Copy the stretch of the material from its start through the line containing "0;131;242;281", inclusive, keeping every line as it is except that each bounding-box coordinate in the answers is multiplied by 0.85 and rounded to a whole number, with halves rounding up. Leave all other text and numbers untouched.

Stored items from a collection:
○ ○ ○
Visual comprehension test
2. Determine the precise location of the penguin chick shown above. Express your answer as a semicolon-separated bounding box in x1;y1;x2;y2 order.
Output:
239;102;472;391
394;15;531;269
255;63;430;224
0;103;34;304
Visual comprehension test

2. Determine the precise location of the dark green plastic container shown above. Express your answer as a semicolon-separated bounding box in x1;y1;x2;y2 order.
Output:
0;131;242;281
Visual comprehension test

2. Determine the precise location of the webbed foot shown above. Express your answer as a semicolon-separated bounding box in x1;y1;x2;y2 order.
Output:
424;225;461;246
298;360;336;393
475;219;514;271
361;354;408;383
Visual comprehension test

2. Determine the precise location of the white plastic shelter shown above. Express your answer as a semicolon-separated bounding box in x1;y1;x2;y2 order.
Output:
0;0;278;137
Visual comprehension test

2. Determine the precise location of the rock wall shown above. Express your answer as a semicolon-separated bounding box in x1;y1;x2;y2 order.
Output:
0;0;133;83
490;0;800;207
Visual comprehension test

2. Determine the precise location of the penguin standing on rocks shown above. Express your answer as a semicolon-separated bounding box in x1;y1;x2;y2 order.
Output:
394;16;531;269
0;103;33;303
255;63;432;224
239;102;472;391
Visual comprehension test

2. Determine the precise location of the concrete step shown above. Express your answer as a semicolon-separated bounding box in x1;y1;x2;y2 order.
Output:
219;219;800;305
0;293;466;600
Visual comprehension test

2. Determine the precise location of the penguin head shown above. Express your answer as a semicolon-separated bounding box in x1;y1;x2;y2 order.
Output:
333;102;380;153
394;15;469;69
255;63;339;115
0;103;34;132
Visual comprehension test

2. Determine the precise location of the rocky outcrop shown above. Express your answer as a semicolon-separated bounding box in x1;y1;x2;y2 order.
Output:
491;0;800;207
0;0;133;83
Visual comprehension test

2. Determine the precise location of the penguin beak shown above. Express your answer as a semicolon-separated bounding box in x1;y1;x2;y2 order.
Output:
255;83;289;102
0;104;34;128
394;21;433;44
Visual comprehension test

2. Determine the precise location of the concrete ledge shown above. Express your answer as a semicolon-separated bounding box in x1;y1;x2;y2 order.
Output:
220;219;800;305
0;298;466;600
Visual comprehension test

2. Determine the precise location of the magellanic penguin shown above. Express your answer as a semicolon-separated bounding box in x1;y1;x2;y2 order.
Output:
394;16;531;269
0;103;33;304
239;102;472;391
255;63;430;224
○ ○ ○
▶ **TASK SOLUTION**:
Visual comprehension test
2. Determine the precise location of the penguin chick shown above. Express your answer as a semicolon-separated bounding box in x1;y1;x2;y2 order.
Output:
203;87;401;332
335;13;451;229
217;54;366;190
0;88;29;258
Visual comprehension test

2. Determine the precise location of the dark green plastic container shown above. Express your answer as a semicolon-separated bounding box in x1;y1;x2;y2 order.
Output:
0;111;206;239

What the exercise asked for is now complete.